Metin Alıntısı:
Önce III. Sultan Selim, sonra da II. Mahmud bu çöküşü durdurmaya çalışmışlardı. III. Selim’in, Yeniçeri Ocağı’nın yerine modern bir ordu kurma teşebbüsü akamete uğradıktan sonra II. Mahmud, 1820’den sonra derebeylerine ve aşiret beylerine karşı başarılı tedbirler almıştı. Zira Osmanlı ordusu, Kavalalı Mehmed Ali Paşa’nın, Mısır Ordusu’na Suriye’de yenilmesinden sonra Kürt aşiretleri Merkezi Hükümete karşı büsbütün meydan okumaya başlamışlardı. Merkezi Hükümete meydan okumaların başını Ravanduz “hükümdarı” Mir Mehmed çekiyordu. 1834’te, bölgedeki ilk bağımsızlık hareketi değilse de, ilk hatırı sayılır başkaldırı sayılabilecek bu isyan ve bu vesile ile diğer ahali derebeylerinin kıpırdanmaları da eski Sadrazamlardan Sivas Valisi Reşit Mehmet Paşa’nın dirayeti sayesinde fazla kan dökülmeden, Mir Mehmed’in sessizce öldürülmesi ile etkisiz bırakılmıştı.
Bedirhanlar Sahneye Çıkarıldı.
Bölgedeki ikinci önemli Kürt kıpırdanması, sonraları adı Kürtçülük hareketlerinde çok işitilecek olan Bedirhan Bey‘in 1843-1845 Diyarbakır harekâtıdır. Bedirhan Bey’in; Ermenilere, Nasturi Hristiyanlara ve hatta misyonerlere saldırılarının Batı’nın protestolarına sebep olması üzerine; Bab-ı Âli, ileride kendi otoritesine karşı da tehlike oluşturacağı düşünülen, hatta bağımsızlığını ilan eden Bedirhan Bey’e ve kuvvetlerine karşı harekete geçmek zorunda kaldı. Bedirhan ve avenesi 1845’te yakalanarak Girit’e sürgüne yollandı. Bu arada belli başlı Kürt aşiret liderleri ve Baban aşireti lideri yakalanmış ve kontrol altına alınmıştı. Bölgedeki aşiret tehdidi dönemi bir süre için kapanmıştı.

Alıştırma Gereksinimleri: Kürt isyanlarını anlatan metinde "Önce III. Sultan" ifadesinin geçtiği yerden başlayın ve "Bedirhanlar Sahneye Çıkarıldı." ifadesinden sonra durun. Bu bölümü "dirayeti" yerine "basireti" koyarak yeniden yazın.

Sağlanan Materyal:
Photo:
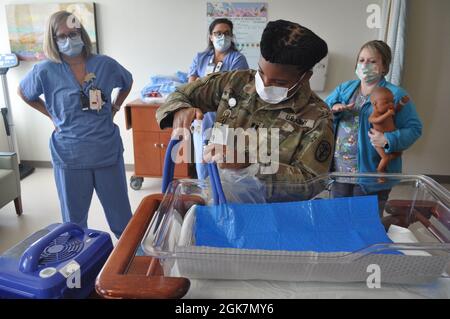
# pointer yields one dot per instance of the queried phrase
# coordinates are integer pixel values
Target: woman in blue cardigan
(355, 139)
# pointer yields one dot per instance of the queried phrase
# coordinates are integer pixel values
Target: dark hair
(211, 28)
(383, 49)
(286, 42)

Görev Yanıtı:
Önce III. Sultan Selim, sonra da II. Mahmud bu çöküşü durdurmaya çalışmışlardı. III. Selim’in, Yeniçeri Ocağı’nın yerine modern bir ordu kurma teşebbüsü akamete uğradıktan sonra II. Mahmud, 1820’den sonra derebeylerine ve aşiret beylerine karşı başarılı tedbirler almıştı. Zira Osmanlı ordusu, Kavalalı Mehmed Ali Paşa’nın, Mısır Ordusu’na Suriye’de yenilmesinden sonra Kürt aşiretleri Merkezi Hükümete karşı büsbütün meydan okumaya başlamışlardı. Merkezi Hükümete meydan okumaların başını Ravanduz “hükümdarı” Mir Mehmed çekiyordu. 1834’te, bölgedeki ilk bağımsızlık hareketi değilse de, ilk hatırı sayılır başkaldırı sayılabilecek bu isyan ve bu vesile ile diğer ahali derebeylerinin kıpırdanmaları da eski Sadrazamlardan Sivas Valisi Reşit Mehmet Paşa’nın basireti sayesinde fazla kan dökülmeden, Mir Mehmed’in sessizce öldürülmesi ile etkisiz bırakılmıştı.
Bedirhanlar Sahneye Çıkarıldı.